# Salt Bars



## kmarvel (Sep 10, 2014)

Anyone use avocado oil in their salt bar recipe?


----------



## shunt2011 (Sep 10, 2014)

I do at 10%.  Love avocado in my salt bars.


----------



## kmarvel (Sep 10, 2014)

shunt2011 said:


> I do at 10%. Love avocado in my salt bars.



oo oo.....I was hoping someone used it!  haha


 I SF @ 20%

 15%  OO

 80%  CCO

 2%   Castor Oil

 50% salt

 Where would I stick my avocado oil??  Delete the castor?  Some of the OO?


----------



## Obsidian (Sep 10, 2014)

I used it at 10% and I'm not crazy about it. If I used it again, I would definitely use castor at 5%.

Try:
CO 85%
Avo 10%
Castor 5%


----------



## kmarvel (Sep 10, 2014)

Obsidian said:


> I used it at 10% and I'm not crazy about it. If I used it again, I would definitely use castor at 5%.
> 
> Try:
> CO 85%
> ...



Thanks Obsidian, I will.


----------



## shunt2011 (Sep 10, 2014)

I use it instead of Olive oil, I use 5% castor and sometimes 5% shea butter the rest is all CO.  I love my salt bars.  I superfat at 20% and use 50-75% sea salt.


----------



## kmarvel (Sep 10, 2014)

shunt2011 said:


> I use it instead of Olive oil, I use 5% castor and sometimes 5% shea butter the rest is all CO. I love my salt bars. I superfat at 20% and use 50-75% sea salt.



Think I am going to give it a whirl tomorrow.


----------



## shunt2011 (Sep 10, 2014)

Let us know how it goes.  Remember to cut while still warm if using a loaf mold.


----------



## Crombie (Sep 11, 2014)

*Avocado Oil in Salt Bars*

All the time!   My best selling salt bar is 80% coconut oil, 15% olive oil, and 5% castor oil; SF 20%.

I have a good technique for making mine HP.  You can see them at: 
www.sadiesmissionsoaps.com
  (the black lava and the pink grapefruit & bergamot salt bars are 15% olive oil)





kmarvel said:


> Anyone use avocado oil in their salt bar recipe?

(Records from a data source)
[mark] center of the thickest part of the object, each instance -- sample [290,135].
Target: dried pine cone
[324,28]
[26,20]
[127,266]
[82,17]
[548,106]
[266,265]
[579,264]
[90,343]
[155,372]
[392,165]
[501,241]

**TASK INSTRUCTIONS**
Continue the salt bar forum thread, starting after its last line.

**TASK OUTPUT**
----------



## The Efficacious Gentleman (Sep 11, 2014)

Crombie said:


> All the time! My best selling salt bar is 80% coconut oil, 15% olive oil, and 5% castor oil; SF 20%.
> 
> I have a good technique for making mine HP. You can see them at:
> www.sadiesmissionsoaps.com
> (the black lava and the pink grapefruit & bergamot salt bars are 15% olive oil)


 
I think you mean Avocado, not olive...........but nice looking lava soap.


----------



## kmarvel (Sep 11, 2014)

shunt2011 said:


> I use it instead of Olive oil, I use 5% castor and sometimes 5% shea butter the rest is all CO. I love my salt bars. I superfat at 20% and use 50-75% sea salt.



Shunt, what is your % of Avo??


----------



## shunt2011 (Sep 11, 2014)

kmarvel said:


> Shunt, what is your % of Avo??


 
I like it at 10%.  Hoping to get some made tonight.   I made some in individual molds a couple months ago and they have ashed so heavily I can't get it off and they look terrible.  Back to my slab mold with dividers.  Don't have a problem with that.


----------



## kmarvel (Sep 12, 2014)

kmarvel said:


> Shunt, what is your % of Avo??



So...10% AVO, 5% castor and the rest coconut oil?


----------



## shunt2011 (Sep 12, 2014)

Yes, that is what I generally do.  Superfat at 20%.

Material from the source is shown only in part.